Tunisie : la polygamie, nouvelle lubie des politiques ?


Tunisie : la polygamie, nouvelle lubie des politiques ?

Régulièrement depuis la chute du régime de Zine el-Abidine Ben Ali, en 2011, certains suggèrent de réinstaurer la polygamie. Ce sont en général des personnalités aux positions controversées, qui affichent leur conservatisme – comme feu Bahri Jelassi, ex-candidat à la présidentielle –, ou qui se prévalent d’une interprétation rigoriste du Coran.

Ces personnalités sont souvent peu crédibles. C’est le cas de Fathi Zghal, fondateur du Forum libertés et citoyenneté. Ou encore d’Adel Almi, ancien marchand de légumes et serviteur zélé de Ben Ali, reconverti en défenseur d’un ordre moral au nom duquel il pourchasse les non-jeûneurs durant le ramadan. Ses propos excessifs sur la polygamie, qui « contribue[rait] à soigner le cancer », ont été accueillis comme une blague douteuse, mais une blague quand même.

Acquis inattaquables

Finalement, donc, rien qui puisse représenter une menace pour le Code du statut personnel, lequel, justement, avait abrogée la polygamie en 1956 en même temps qu’il élargissait les droits des Tunisiennes.

L’histoire a retenu cette date. Mais elle a aussi retenu le précédent du contrat de mariage dit kairouanais, établi dès le premier siècle de l’islam à Kairouan (Centre), ville considérée comme l’une des plus sacrées de l’islam. Ce contrat établissait une monogamie de fait, en donnant à l’épouse un droit d’exclusivité sur son époux.

Ces acquis,  millénaire pour l’un et vieux de soixante ans pour l’autre, semblaient inattaquables. Pourtant, l’idée – rétrograde, selon les mouvements féministes et une majorité de Tunisiennes –, d’autoriser de nouveau la polygamie semble faire son chemin. Elle est promue par des personnalités dont le sérieux, a priori, ne souffre aucune discussion.

Par exemple, Nizar Chaari. Issu du milieu de l’audiovisuel, il a évolué au sein des jeunesses du Rassemblement constitutionnel démocratique (RCD), fondé par Ben Ali. Ses émissions, son ambition politique dévorante et son mariage avec Dora Miled, la fille d’Aziz Miled, capitaine de l’industrie touristique, l’ont rendu célèbre.

Leviers populistes

Chaari brigue la présidence de la République, et tente de gagner en popularité en utilisant des leviers populistes, comme la question de la polygamie, pour réguler les déséquilibres sociaux. Il sous-entend ainsi que le fait que les Tunisiennes sont plus nombreuses que les Tunisiens crée des frustrations.

La carte maîtresse de son plaidoyer ? La polygamie empêcherait les relations extra-conjugales. Un argument-choc, censé lui rallier les femmes. Peine perdue : elles fustigent celui qui tente de leur retirer les droits que leur a octroyés une législation révolutionnaire, datant de 1956.

*DONNÉES FOURNIES*.
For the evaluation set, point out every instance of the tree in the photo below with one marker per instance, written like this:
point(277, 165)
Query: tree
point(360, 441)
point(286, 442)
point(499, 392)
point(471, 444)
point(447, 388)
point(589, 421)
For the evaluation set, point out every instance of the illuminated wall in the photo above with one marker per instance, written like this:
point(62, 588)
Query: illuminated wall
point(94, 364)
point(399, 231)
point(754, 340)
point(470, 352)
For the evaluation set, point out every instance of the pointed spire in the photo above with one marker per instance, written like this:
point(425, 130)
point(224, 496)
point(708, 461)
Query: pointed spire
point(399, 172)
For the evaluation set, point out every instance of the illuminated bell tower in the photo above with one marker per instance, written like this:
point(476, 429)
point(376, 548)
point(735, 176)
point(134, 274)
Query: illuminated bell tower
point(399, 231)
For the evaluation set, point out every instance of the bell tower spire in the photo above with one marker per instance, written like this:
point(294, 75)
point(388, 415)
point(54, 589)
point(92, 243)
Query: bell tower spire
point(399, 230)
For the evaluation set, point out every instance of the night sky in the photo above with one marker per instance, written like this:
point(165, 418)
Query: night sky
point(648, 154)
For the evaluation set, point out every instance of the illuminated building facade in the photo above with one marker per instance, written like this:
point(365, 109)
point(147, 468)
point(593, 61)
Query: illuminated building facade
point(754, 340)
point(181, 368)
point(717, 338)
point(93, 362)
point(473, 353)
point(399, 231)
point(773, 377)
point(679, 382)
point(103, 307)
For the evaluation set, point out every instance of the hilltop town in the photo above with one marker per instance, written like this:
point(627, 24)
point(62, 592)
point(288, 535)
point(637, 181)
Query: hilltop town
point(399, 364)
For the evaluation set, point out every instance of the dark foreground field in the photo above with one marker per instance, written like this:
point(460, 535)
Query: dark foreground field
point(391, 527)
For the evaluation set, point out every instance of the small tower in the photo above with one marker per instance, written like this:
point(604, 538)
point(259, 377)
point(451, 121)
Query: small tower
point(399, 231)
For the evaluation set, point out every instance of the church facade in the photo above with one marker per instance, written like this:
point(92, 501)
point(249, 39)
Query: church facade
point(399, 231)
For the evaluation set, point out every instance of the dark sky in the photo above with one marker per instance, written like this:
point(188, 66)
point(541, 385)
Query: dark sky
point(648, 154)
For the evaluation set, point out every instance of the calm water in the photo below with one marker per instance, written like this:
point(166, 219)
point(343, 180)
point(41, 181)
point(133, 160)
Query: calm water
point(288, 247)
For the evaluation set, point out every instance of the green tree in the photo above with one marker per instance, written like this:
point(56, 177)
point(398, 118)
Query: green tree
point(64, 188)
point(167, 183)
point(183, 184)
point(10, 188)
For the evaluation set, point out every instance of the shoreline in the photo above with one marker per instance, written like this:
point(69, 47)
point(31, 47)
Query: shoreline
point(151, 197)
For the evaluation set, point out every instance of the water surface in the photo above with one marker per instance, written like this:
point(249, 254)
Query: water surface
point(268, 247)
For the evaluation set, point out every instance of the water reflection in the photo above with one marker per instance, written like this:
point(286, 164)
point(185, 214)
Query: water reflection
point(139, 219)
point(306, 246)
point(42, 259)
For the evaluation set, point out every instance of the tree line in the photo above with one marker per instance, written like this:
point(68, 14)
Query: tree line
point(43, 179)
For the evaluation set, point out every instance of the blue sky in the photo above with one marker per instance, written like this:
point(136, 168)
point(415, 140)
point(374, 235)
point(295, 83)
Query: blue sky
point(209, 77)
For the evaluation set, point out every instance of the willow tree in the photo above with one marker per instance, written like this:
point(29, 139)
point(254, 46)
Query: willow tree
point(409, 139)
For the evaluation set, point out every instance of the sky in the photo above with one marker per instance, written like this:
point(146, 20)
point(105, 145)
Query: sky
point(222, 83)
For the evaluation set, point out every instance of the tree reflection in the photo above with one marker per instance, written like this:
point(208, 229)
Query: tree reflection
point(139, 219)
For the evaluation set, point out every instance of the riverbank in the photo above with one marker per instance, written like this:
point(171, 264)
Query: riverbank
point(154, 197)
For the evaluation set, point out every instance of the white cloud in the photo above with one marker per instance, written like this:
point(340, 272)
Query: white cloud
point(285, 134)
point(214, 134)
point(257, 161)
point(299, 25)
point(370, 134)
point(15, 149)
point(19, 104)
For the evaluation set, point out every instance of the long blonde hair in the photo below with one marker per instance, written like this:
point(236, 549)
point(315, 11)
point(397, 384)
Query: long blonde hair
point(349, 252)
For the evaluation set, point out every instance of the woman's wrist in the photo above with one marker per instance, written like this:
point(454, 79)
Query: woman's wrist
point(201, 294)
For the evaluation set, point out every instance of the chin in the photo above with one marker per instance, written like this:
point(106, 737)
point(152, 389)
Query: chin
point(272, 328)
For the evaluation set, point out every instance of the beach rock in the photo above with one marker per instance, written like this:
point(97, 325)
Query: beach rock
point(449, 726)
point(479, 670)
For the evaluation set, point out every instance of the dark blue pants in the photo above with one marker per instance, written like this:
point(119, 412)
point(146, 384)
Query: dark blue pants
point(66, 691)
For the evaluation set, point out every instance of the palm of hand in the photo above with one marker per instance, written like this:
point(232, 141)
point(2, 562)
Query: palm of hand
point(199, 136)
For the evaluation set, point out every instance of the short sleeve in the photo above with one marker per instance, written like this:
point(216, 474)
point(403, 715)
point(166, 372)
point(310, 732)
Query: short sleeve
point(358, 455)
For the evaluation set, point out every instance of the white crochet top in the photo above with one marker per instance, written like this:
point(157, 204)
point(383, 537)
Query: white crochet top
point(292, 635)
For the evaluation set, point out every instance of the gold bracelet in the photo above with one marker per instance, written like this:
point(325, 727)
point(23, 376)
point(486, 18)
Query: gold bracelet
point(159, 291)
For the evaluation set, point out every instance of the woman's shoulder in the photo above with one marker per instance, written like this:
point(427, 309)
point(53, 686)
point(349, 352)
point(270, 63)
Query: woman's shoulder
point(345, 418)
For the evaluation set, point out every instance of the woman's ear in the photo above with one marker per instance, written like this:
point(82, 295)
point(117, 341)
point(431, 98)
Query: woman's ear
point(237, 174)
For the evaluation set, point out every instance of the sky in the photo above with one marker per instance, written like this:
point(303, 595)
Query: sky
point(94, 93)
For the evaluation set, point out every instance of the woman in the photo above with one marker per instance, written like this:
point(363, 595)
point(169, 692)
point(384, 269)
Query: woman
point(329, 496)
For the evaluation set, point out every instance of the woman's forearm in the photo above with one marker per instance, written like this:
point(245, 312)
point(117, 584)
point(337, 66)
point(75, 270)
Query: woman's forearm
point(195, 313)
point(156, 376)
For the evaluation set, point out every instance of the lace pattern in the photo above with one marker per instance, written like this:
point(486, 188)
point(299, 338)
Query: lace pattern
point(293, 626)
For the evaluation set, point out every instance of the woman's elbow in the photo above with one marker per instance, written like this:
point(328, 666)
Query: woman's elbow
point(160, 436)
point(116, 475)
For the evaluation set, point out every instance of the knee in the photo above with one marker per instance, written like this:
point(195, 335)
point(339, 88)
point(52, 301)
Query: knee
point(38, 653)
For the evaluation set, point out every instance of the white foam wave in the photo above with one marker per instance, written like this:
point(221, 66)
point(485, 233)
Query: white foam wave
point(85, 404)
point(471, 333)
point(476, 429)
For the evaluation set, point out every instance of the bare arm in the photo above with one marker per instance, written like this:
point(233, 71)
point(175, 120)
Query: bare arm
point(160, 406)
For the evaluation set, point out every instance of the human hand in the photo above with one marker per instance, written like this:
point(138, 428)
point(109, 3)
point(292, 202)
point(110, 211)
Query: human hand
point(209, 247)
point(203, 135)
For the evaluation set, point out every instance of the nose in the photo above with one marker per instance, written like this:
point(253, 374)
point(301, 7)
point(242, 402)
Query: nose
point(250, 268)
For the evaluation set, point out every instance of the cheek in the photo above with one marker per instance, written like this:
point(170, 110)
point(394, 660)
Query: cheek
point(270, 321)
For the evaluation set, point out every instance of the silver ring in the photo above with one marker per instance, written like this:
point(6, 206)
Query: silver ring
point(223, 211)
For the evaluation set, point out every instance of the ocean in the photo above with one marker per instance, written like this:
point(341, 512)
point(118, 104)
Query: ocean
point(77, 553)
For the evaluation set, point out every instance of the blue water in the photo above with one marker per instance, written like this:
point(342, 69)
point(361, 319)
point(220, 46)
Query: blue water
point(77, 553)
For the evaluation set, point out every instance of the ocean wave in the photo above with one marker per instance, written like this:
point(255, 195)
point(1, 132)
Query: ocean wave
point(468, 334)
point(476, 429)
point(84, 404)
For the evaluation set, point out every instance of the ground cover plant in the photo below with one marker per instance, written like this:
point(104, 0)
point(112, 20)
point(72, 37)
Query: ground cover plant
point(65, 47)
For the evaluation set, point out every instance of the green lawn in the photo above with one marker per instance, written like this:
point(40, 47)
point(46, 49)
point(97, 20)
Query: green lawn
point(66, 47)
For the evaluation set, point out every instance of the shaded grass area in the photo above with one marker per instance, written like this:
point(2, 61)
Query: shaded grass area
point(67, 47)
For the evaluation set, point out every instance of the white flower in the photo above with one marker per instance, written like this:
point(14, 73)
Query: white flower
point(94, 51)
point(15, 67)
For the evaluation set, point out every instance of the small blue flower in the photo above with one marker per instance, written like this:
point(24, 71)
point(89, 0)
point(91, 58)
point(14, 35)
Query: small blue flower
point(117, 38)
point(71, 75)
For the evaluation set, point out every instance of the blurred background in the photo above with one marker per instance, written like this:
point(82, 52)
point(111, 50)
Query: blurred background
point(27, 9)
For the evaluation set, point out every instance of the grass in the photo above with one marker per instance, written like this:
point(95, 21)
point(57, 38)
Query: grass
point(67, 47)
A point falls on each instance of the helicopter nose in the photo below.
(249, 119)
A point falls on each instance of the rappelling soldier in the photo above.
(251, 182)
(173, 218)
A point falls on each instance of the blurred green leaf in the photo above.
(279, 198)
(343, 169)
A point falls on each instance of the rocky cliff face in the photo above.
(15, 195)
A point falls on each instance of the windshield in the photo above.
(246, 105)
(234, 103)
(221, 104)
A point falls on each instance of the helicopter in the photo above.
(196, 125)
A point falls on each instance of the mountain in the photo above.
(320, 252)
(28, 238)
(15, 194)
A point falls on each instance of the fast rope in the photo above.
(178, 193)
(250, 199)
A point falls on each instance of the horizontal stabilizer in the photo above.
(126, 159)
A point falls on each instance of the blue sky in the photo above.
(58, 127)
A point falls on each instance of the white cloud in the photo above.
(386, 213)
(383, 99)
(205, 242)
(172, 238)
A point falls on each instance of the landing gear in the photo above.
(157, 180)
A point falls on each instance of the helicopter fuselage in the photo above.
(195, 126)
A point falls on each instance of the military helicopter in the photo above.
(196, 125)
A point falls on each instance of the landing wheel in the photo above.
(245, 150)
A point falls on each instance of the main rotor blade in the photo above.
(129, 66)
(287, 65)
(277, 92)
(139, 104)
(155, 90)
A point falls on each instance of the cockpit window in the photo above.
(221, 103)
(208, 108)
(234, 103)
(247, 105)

*ACTION DEMANDÉE A*. D'après l'article sur la polygamie en Tunisie, en quelle année le Code du statut personnel a-t-il aboli la polygamie ?
*ACTION DEMANDÉE B*. Recopiez le passage de l'article sur la polygamie en Tunisie allant de « Acquis inattaquables » jusqu'à « droits des Tunisiennes. ».
*ACTION DEMANDÉE C*. Veuillez poursuivre l'article sur la polygamie en Tunisie après sa dernière phrase.

*ZONE DE RÉPONSE A*. En 1956.

*ZONE DE RÉPONSE B*.
Acquis inattaquables

Finalement, donc, rien qui puisse représenter une menace pour le Code du statut personnel, lequel, justement, avait abrogée la polygamie en 1956 en même temps qu’il élargissait les droits des Tunisiennes.

*ZONE DE RÉPONSE C*.
Bien qu’il admette que tout ce remue-ménage sert sa carrière politique, Nizar Chaari est pris au sérieux, d’autant qu’il a rejoint un groupe de politiciens indépendants – mais tous islamistes et en quête de pouvoir. Seule leur fortune personnelle les distingue les uns des autres.

Sur ce chapitre, Chaari pourrait en théorie compter sur son épouse. Mais il n’est pas sûr que cette dernière, originaire de Kairouan – ville, comme on l’a vu, initiatrice d’une tradition de modernité dans le mariage –, apprécie cette régression en matière d’égalité hommes-femmes. Elle ne craint pas, en revanche, les controverses. Présidente de la Fédération tunisienne de l’hôtellerie, elle avait adopté publiquement une position « antivax » durant l’épidémie de Covid-19.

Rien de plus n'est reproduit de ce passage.